--- start of Text extract ---

Evaluating the model using BIC stepwise selection, now. BIC should, in theory, give us a cleaner model, because it penalizes model complexity more severely than AIC.
step.BIC.glm <- step(credit.null.glm, scope = list(upper = credit.full.glm),
direction = "both", test = "Chisq", trace = F, k=log(nrow(credit.train)))
summary(step.BIC.glm)
##
## Call:
## glm(formula = Response ~ Chk_acct_status + Duration + Instllmnt_rate,
## family = "binomial", data = credit.train)
##
## Deviance Residuals:
## Min 1Q Median 3Q Max
## -1.6625 -0.8841 -0.4981 1.0258 2.5032
##
## Coefficients:
## Estimate Std. Error z value Pr(>|z|)
## (Intercept) -1.495796 0.310130 -4.823 1.41e-06 ***
## Chk_acct_statusA12 -0.302805 0.200405 -1.511 0.13080
## Chk_acct_statusA13 -1.057450 0.362564 -2.917 0.00354 **
## Chk_acct_statusA14 -2.020412 0.232934 -8.674 < 2e-16 ***
## Duration 0.036564 0.006872 5.321 1.03e-07 ***
## Instllmnt_rate 0.208381 0.077129 2.702 0.00690 **
## ---
## Signif. codes: 0 '***' 0.001 '**' 0.01 '*' 0.05 '.' 0.1 ' ' 1
##
## (Dispersion parameter for binomial family taken to be 1)
##
## Null deviance: 975.68 on 799 degrees of freedom
## Residual deviance: 833.93 on 794 degrees of freedom
## AIC: 845.93
##
## Number of Fisher Scoring iterations: 4
True enough, BIC’s model is a lot less complex than the AIC. This may be too simple of a model to be of any use!
Run Hosmer Lemeshow goodness of fit test for both AIC and BIC models:
hoslem.test(step.BIC.glm$y, fitted(step.BIC.glm), g=10)
##
## Hosmer and Lemeshow goodness of fit (GOF) test
##
## data: step.BIC.glm$y, fitted(step.BIC.glm)
## X-squared = 17.695, df = 8, p-value = 0.02364
hoslem.test(step.AIC.glm$y, fitted(step.AIC.glm), g=10)
##
## Hosmer and Lemeshow goodness of fit (GOF) test
##
## data: step.AIC.glm$y, fitted(step.AIC.glm)
## X-squared = 7.6941, df = 8, p-value = 0.4639
The null hypothesis of the Hosmer Lemeshow test is that the model is adequate and fits the data well. The alternate hypothesis is that the model is not adequate and does not fit the data well. Here we see that the p-value of the Hosmer Lemeshow test indicates we fail to reject the null hypothesis for only the AIC model, so we can say that our stepwise logistical model for the AIC fits the data well. However, we reject the null hypothesis for the BIC model, meaning it does not fit the data well.

--- end of Text extract ---
--- start of Records supplied ---

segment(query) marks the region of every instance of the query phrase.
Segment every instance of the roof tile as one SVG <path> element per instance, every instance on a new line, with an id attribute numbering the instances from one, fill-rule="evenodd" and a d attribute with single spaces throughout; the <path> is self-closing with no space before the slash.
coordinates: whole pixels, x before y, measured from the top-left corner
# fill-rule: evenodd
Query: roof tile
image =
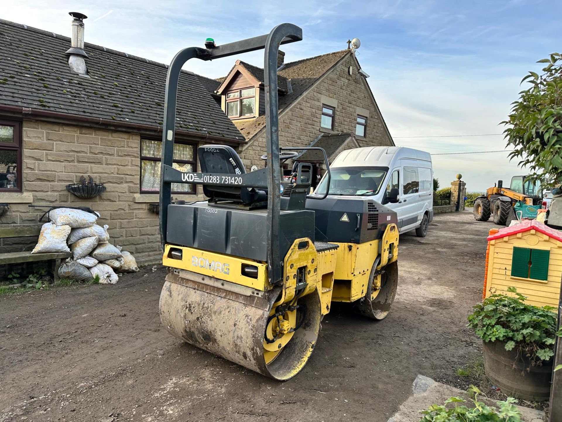
<path id="1" fill-rule="evenodd" d="M 68 37 L 0 20 L 0 104 L 161 127 L 167 66 L 87 43 L 85 78 L 69 67 L 70 45 Z M 176 128 L 243 140 L 203 79 L 182 72 Z"/>

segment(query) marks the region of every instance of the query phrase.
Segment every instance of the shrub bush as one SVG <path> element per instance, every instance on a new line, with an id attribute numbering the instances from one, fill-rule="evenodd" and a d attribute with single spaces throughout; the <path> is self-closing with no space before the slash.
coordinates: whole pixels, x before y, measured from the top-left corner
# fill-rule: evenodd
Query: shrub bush
<path id="1" fill-rule="evenodd" d="M 466 194 L 466 200 L 464 201 L 465 206 L 474 206 L 474 201 L 476 200 L 476 198 L 478 196 L 482 196 L 484 195 L 483 192 L 473 192 L 470 194 Z"/>
<path id="2" fill-rule="evenodd" d="M 532 365 L 541 365 L 554 356 L 558 315 L 552 306 L 525 303 L 526 298 L 514 287 L 507 291 L 515 297 L 495 293 L 473 307 L 468 326 L 484 342 L 505 342 L 505 349 L 516 348 L 518 356 L 529 358 Z"/>
<path id="3" fill-rule="evenodd" d="M 444 187 L 435 192 L 436 197 L 438 199 L 448 199 L 451 197 L 451 188 Z"/>

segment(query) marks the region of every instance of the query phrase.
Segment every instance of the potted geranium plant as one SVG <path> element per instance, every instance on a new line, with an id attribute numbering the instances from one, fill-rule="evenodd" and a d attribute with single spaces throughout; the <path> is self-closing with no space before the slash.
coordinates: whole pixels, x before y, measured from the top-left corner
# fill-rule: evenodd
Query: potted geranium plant
<path id="1" fill-rule="evenodd" d="M 486 376 L 506 394 L 527 400 L 546 400 L 550 391 L 558 315 L 551 306 L 525 303 L 495 293 L 474 307 L 468 326 L 483 340 Z"/>

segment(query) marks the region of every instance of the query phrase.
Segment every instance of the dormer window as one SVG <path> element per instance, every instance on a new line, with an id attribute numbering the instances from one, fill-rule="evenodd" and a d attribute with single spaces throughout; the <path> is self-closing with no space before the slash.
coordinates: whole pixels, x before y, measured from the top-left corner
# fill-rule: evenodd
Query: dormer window
<path id="1" fill-rule="evenodd" d="M 226 93 L 226 115 L 245 117 L 255 115 L 256 88 L 244 88 Z"/>

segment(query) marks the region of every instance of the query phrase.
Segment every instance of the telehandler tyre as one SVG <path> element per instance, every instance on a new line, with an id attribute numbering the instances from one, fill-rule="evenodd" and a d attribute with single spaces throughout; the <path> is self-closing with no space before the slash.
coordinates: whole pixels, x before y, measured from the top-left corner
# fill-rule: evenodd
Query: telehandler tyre
<path id="1" fill-rule="evenodd" d="M 490 201 L 488 198 L 478 198 L 474 201 L 473 210 L 474 219 L 477 221 L 488 221 L 492 214 L 490 209 Z"/>
<path id="2" fill-rule="evenodd" d="M 375 261 L 369 277 L 369 287 L 365 297 L 359 299 L 356 307 L 357 312 L 374 320 L 384 319 L 396 296 L 398 288 L 398 263 L 396 262 L 388 264 L 383 268 L 380 275 L 380 287 L 377 289 L 374 285 L 375 275 L 377 273 L 377 266 L 378 260 Z"/>
<path id="3" fill-rule="evenodd" d="M 500 226 L 505 226 L 507 216 L 509 215 L 509 209 L 511 208 L 511 203 L 497 200 L 493 205 L 493 222 Z"/>

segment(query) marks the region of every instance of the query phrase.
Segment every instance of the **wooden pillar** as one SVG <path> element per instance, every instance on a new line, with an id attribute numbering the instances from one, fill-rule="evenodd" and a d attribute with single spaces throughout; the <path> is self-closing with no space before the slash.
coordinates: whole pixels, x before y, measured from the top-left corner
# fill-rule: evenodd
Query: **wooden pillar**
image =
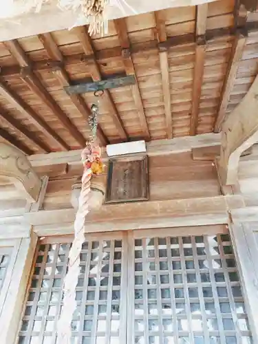
<path id="1" fill-rule="evenodd" d="M 23 238 L 0 316 L 0 343 L 15 343 L 38 237 Z"/>
<path id="2" fill-rule="evenodd" d="M 258 343 L 258 246 L 255 230 L 244 223 L 231 224 L 229 229 L 252 340 Z"/>

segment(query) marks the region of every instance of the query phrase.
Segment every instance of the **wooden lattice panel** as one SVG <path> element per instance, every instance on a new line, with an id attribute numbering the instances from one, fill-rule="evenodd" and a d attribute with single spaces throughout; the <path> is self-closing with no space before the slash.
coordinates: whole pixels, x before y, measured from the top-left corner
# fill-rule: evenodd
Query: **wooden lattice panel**
<path id="1" fill-rule="evenodd" d="M 250 344 L 228 234 L 190 230 L 87 235 L 71 344 Z M 39 246 L 19 344 L 55 344 L 69 245 Z"/>
<path id="2" fill-rule="evenodd" d="M 100 238 L 86 241 L 81 250 L 71 344 L 125 342 L 125 321 L 121 315 L 124 314 L 122 288 L 126 291 L 122 281 L 125 276 L 123 244 L 119 237 L 116 240 Z M 56 343 L 69 246 L 46 244 L 39 247 L 19 344 Z"/>
<path id="3" fill-rule="evenodd" d="M 133 244 L 129 343 L 251 343 L 228 235 L 141 238 Z"/>

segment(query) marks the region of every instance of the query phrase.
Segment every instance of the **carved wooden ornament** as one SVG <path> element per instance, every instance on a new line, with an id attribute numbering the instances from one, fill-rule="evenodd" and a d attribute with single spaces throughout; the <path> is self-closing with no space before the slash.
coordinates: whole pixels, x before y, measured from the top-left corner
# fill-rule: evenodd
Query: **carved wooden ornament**
<path id="1" fill-rule="evenodd" d="M 26 155 L 19 149 L 0 143 L 0 176 L 9 178 L 29 202 L 36 202 L 41 181 Z"/>

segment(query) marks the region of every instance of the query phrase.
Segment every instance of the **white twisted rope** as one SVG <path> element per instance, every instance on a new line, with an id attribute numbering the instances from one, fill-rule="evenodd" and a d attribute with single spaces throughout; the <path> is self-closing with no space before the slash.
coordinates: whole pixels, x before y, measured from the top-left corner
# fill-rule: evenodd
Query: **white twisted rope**
<path id="1" fill-rule="evenodd" d="M 74 239 L 69 252 L 68 272 L 64 279 L 64 299 L 62 312 L 57 324 L 56 344 L 70 344 L 71 323 L 74 310 L 76 309 L 76 287 L 80 273 L 80 253 L 85 241 L 84 224 L 89 213 L 89 197 L 90 192 L 91 169 L 85 169 L 82 178 L 78 211 L 74 222 Z"/>

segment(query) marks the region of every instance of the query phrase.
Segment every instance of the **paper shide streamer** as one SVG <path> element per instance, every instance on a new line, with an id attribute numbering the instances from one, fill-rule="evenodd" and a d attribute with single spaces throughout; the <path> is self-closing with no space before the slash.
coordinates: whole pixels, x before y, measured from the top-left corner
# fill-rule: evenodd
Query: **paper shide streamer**
<path id="1" fill-rule="evenodd" d="M 61 10 L 74 10 L 78 13 L 78 20 L 74 26 L 79 25 L 85 17 L 89 23 L 90 35 L 99 34 L 104 36 L 108 33 L 108 19 L 106 10 L 108 7 L 118 8 L 122 15 L 125 9 L 129 9 L 131 14 L 136 12 L 127 0 L 0 0 L 2 8 L 0 10 L 0 19 L 15 20 L 25 13 L 39 12 L 45 3 L 55 2 Z"/>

--- end of Records supplied ---

Requests:
[A] According to the stepwise selection text, why should BIC give a cleaner model than AIC?
[B] Please carry on the stepwise selection text past its last sentence.
The records were taken from a separate source.

Answers provided:
[A] BIC penalizes model complexity more severely than AIC.

[B]
Check Cook’s distance to see if there are any influential points on these models:
plot(step.AIC.glm, which = 4)
plot(step.BIC.glm, which = 4)
R identifies three points (this is by default) on both AIC and BIC. Biggest value is in the AIC model, at just over 0.04 with point 204. Given we have no guidance on influential points, let’s leave them as is.
Checking the model’s pseudo-R^2:
glm.pseudoR2.AIC <- PseudoR2(step.AIC.glm, which = c("McFadden","Nagel","CoxSnell"))
round(glm.pseudoR2.AIC, 3)
## McFadden Nagelkerke CoxSnell
## 0.265 0.391 0.276
glm.pseudoR2.BIC <- PseudoR2(step.BIC.glm, which = c("McFadden","Nagel","CoxSnell"))
round(glm.pseudoR2.BIC, 3)
## McFadden Nagelkerke CoxSnell
## 0.145 0.230 0.162
The Pseudo R^2 of the AIC model ranges from 26.5% for McFadden to 39.1% for Nagelkerke. The Pseudo R^2 of the BIC model ranges from 14.5% for McFadden to 23.0% for Nagelkerke. There are higher values of Pseudo R^2 for AIC. The simpler model of BIC may lend itself to easier interpretation, but as we can see with the Pseudo R^2 scores it has rubbish performance.
Create the selection threshold sequence.
cut.seq <- seq(0.01, 0.99, by = 0.01)
Creating GLMs based on previous AIC/BIC structure using the pseudo.train data.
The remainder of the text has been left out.